* [REQUIRED ACTIONS]
1. In the passage about the family pig farm, roughly how many pigs does the family raise in a single year?
2. Quote the pig farm passage word for word, from "While we sometimes" up to and including "it for generations.".
3. Extend the account of the family pig farm with new text that begins after its final sentence.

* [SUPPLIED PASSAGE]

As a family, we raise around 26,000 pigs over the course of a single year in specially designed, climate controlled barns. That is a lot of snouts; however, despite our numbers we are adamant about individualized care for our pigs. It takes more time and a lot of creativity but we care enough to put in the extra effort. We are in the barns every single day and go through every single pen so we can closely look at all the pigs—even on weekends because the farm never closes or takes off for holidays. These barns also help us take better care of our pigs. The barns have heaters throughout so they are toasty warm in the winter and sprinklers and fans to keep them cool in the summer. Our pigs didn’t even notice the 100 plus degree weather or the drought in Missouri. They had fresh water and a cool breeze all summer long. Not only do they stay comfortable but there is a special monitoring system that ensures the temperature stays within a “comfort zone” and the water and feed are always flowing so they never go without. While we can’t be in the barns 24/7 we are on call 24/7 because something is amiss then we are notified via cell phone so that we can fix the problem as quickly as possible—day or night. We also work closely with animal experts and veterinarians to make sure we are taking the best care of our little piggies and are always on the lookout for ways to improve.
While we sometimes do get little piggies, we do not have any sows or nursing piglets because we only have finisher barns. This means that we only get pigs after they have been weaned off of their mother’s milk and are eating solid food. Depending on availability and which farm they come from, we get pigs as little as 12 pounds or as big as 50 pounds. We then raise them until they are market weight and ready to feed thousands of people. This is a process that is very near and dear to our hearts because the Windmann family has been doing it for generations.
The great thing about farming is how diverse it is and the options that are available to both farmers and consumers. Our family had outside “dirt hogs” for many, many years but in our area and our personal situation it just wasn’t working for us and after generations of having pigs we gave them up. Then, an opportunity came and we were able to keep raising pigs and go from barely supporting one household to supporting four. This was huge for our family’s business and it allowed us to keep the farm not only surviving but thriving. We understand that our way of farming doesn’t work for everyone but that is what’s so great about agriculture—there is no one “right way” to do it.

* [RAW DATA]
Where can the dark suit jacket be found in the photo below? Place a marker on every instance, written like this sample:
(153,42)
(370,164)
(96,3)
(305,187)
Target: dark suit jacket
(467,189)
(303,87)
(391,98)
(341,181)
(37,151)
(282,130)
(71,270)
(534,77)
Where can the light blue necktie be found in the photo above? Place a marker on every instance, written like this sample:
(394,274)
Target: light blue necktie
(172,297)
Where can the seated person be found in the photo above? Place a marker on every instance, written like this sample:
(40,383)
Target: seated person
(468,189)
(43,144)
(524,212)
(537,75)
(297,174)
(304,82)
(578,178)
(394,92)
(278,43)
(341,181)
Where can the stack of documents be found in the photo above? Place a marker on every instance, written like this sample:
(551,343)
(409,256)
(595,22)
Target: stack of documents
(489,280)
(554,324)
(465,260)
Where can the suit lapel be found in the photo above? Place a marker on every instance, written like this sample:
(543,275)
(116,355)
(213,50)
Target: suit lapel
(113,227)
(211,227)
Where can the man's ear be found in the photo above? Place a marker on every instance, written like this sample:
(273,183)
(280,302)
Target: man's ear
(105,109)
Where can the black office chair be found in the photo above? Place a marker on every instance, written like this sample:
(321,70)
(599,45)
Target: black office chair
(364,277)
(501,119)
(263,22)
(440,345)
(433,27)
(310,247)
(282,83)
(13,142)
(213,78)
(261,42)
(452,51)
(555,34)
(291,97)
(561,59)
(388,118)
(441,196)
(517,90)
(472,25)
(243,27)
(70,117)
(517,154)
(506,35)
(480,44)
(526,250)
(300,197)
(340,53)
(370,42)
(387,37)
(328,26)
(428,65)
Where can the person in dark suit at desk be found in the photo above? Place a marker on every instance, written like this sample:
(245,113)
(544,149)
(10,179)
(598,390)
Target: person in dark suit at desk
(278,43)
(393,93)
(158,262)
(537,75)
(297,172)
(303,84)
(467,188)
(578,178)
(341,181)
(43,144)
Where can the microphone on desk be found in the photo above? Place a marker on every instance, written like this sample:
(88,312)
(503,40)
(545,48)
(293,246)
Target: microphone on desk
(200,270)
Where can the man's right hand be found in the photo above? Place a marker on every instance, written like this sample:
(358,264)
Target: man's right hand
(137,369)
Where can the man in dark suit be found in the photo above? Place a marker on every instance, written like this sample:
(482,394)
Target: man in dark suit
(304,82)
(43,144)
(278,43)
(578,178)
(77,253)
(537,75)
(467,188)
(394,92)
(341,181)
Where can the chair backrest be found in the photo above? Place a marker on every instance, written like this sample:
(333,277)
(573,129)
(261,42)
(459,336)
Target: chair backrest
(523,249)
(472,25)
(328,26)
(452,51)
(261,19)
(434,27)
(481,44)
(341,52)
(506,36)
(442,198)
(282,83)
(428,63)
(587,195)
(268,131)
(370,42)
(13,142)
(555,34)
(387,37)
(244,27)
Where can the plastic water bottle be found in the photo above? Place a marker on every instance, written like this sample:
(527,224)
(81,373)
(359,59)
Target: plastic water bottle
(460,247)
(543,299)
--
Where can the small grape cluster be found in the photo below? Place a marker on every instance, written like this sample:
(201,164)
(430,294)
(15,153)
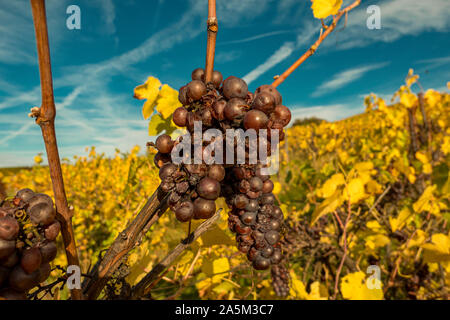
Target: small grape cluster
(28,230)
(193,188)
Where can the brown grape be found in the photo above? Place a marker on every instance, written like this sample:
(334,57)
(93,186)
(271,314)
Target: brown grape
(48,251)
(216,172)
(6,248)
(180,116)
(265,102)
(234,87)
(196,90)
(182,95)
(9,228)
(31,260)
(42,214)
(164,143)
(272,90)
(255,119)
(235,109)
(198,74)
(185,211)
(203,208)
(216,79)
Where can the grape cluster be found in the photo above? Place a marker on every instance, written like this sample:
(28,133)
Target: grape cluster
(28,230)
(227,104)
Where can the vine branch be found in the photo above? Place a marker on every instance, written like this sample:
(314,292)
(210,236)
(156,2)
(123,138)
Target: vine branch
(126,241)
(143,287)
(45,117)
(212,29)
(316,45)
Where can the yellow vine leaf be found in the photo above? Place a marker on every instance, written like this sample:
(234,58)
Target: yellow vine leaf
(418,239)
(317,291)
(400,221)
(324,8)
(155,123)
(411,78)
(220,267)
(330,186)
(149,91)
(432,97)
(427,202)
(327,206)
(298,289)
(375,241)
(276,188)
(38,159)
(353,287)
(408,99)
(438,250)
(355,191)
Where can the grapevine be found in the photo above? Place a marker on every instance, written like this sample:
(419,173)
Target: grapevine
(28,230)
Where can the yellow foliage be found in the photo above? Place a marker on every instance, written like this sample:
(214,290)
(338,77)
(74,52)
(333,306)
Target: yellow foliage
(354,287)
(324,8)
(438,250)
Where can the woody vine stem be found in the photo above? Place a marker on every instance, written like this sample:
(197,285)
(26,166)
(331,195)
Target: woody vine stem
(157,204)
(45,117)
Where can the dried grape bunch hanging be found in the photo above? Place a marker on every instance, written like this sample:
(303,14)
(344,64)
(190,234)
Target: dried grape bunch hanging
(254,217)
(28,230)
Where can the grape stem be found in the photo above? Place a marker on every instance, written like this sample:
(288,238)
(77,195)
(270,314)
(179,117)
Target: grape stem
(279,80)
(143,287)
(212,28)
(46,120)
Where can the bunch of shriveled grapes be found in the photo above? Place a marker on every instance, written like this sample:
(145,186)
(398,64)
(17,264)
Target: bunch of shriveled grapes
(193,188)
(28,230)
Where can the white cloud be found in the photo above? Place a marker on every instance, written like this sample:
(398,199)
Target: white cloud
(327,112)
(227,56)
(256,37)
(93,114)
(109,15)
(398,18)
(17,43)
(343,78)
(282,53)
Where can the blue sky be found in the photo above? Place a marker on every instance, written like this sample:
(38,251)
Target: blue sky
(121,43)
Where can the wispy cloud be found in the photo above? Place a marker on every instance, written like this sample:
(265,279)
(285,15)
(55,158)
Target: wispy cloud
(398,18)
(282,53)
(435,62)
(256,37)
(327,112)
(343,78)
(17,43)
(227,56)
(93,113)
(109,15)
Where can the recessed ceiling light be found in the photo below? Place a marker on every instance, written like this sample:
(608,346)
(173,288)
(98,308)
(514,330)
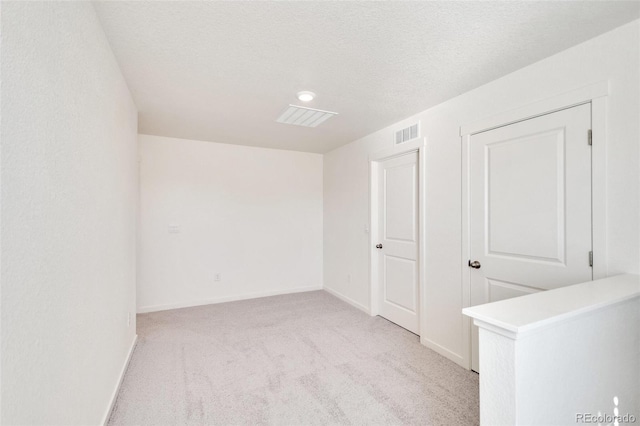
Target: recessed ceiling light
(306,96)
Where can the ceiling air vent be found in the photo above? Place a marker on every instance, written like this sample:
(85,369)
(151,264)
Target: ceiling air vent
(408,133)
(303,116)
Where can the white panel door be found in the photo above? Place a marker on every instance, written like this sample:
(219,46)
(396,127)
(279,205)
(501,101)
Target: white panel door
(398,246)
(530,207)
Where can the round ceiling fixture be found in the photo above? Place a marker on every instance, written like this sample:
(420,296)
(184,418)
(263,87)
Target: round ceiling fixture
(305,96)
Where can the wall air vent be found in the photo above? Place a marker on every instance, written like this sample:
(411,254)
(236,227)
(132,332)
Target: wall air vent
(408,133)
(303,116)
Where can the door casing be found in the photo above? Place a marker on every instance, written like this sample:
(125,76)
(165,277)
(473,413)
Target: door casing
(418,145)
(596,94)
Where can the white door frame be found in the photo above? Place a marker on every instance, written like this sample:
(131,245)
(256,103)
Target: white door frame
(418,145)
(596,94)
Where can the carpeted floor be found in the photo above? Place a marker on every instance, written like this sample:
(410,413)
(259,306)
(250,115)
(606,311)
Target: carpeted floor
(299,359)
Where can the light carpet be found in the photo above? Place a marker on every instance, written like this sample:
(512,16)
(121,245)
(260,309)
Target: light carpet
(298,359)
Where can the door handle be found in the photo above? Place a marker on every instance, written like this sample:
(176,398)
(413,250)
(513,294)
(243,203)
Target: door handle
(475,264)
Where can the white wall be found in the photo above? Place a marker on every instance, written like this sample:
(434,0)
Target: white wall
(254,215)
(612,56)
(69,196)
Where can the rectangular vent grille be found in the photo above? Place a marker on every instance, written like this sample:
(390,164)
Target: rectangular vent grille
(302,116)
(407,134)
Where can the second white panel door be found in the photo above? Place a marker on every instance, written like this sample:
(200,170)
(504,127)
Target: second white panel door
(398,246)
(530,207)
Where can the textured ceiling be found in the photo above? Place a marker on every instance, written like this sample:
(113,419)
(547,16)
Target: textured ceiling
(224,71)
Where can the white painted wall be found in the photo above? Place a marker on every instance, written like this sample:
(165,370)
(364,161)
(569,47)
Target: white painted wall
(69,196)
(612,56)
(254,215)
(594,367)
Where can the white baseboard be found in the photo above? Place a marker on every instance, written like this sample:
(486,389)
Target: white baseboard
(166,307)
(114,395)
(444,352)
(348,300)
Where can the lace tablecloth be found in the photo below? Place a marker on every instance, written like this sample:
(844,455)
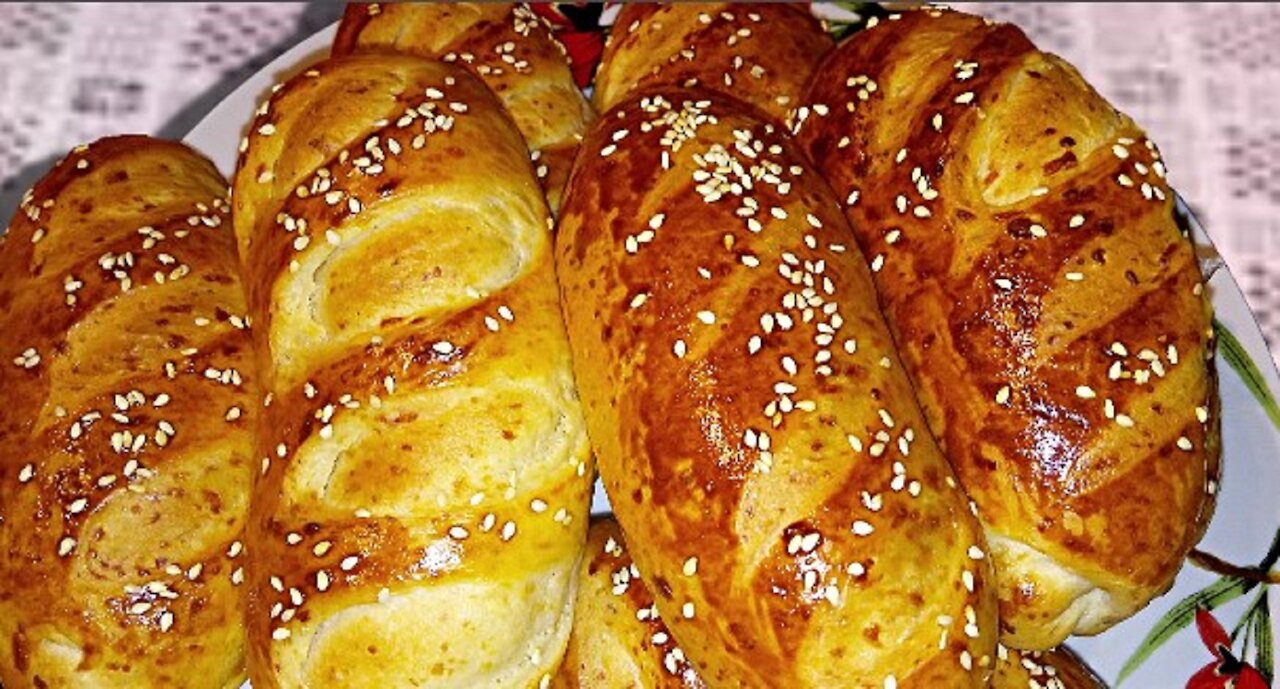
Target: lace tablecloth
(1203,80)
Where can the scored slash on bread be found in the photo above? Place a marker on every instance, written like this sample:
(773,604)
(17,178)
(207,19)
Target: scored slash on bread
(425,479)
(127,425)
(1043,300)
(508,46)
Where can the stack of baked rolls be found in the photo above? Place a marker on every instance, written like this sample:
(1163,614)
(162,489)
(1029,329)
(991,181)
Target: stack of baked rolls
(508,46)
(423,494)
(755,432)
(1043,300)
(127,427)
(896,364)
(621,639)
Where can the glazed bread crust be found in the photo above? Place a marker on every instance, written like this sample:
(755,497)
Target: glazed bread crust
...
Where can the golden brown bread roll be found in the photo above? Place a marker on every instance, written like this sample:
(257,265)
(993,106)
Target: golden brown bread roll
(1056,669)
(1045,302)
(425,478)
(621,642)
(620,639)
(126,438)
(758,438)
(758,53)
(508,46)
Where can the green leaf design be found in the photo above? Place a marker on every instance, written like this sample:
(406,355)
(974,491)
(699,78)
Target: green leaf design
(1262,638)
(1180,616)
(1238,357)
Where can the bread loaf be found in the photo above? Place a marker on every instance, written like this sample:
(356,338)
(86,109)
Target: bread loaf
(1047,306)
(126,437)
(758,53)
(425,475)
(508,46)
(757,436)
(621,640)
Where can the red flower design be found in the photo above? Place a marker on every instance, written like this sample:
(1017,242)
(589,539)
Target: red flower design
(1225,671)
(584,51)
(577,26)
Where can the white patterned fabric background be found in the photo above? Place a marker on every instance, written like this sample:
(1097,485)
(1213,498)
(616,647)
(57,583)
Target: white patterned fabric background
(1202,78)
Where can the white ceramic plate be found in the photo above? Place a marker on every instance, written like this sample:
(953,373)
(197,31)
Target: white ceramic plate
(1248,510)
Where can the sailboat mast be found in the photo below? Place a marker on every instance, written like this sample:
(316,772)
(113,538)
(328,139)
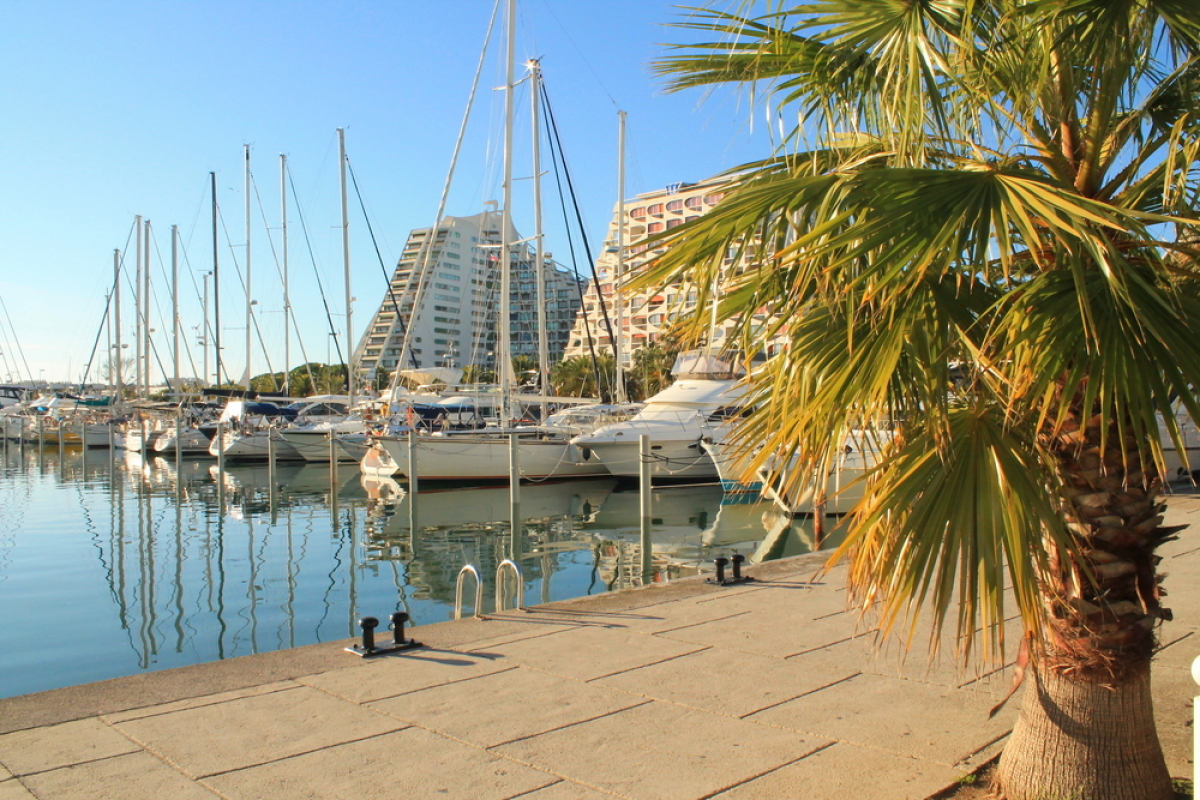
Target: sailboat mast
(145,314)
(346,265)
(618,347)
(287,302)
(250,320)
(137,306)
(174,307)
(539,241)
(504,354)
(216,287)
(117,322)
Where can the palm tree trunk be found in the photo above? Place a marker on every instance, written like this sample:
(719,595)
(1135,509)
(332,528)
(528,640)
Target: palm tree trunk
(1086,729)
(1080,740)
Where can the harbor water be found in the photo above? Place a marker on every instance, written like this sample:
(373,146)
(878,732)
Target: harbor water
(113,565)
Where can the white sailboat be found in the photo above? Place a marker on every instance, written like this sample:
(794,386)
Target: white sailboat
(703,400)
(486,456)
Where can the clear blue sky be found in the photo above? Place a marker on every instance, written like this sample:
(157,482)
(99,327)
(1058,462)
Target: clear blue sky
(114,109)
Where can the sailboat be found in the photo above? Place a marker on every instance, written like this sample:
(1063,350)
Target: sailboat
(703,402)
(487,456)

* [TASK ANSWERS]
1. Around 26,000 pigs.

2.
While we sometimes do get little piggies, we do not have any sows or nursing piglets because we only have finisher barns. This means that we only get pigs after they have been weaned off of their mother’s milk and are eating solid food. Depending on availability and which farm they come from, we get pigs as little as 12 pounds or as big as 50 pounds. We then raise them until they are market weight and ready to feed thousands of people. This is a process that is very near and dear to our hearts because the Windmann family has been doing it for generations.

3.
There are other perks to our family farm. We get to raise our kids on the farm because we literally farm our backyard. We live where the pigs live…well, not right in the barns but we are in the same general vicinity. Not only that but our kids get to help raise their own food which is unique to farming and is an amazing opportunity to teach respect and responsibility while building an appreciation for just what it takes to put food on the table. Our kids get to experience and be a part of the entire process from start to finish and they are already #agproud for all you tweeps out there.
Along with caring for our kids alongside our pigs we are also caring for our environment. I don’t know if you’ve ever noticed or thought about it before but pigs poop. I don’t mean a little squat here and there but I’m talking some serious dung. But we do something really cool with it (yes, I’m saying crap is cool and no I am not mentally insane…as far as you know). We use the poop as a natural fertilizer that not only rebuilds the top soil but it is also a great example of how old can become new. Farmers for generations used manure as fertilizer and here we are still doing it today but we have slightly different application techniques.
We have an amazingly accurate system that literally knifes the manure directly into the ground so that all the nutrients stay right where we need them. Because we test the soil and test the manure regularly we know exactly how much nutrients we have in the manure and how much of that we need to add to our soil. We are also cutting down significantly on the odor because this system covers the poop after it plops. Our natural fertilizer also reduces our use of chemical-based fertilizers like anhydrous ammonia and it is renewable because pigs aren’t going to stop pooping anytime soon. This really is an amazing system and I encourage you to watch The Scoop on Pig Poop to see for yourself.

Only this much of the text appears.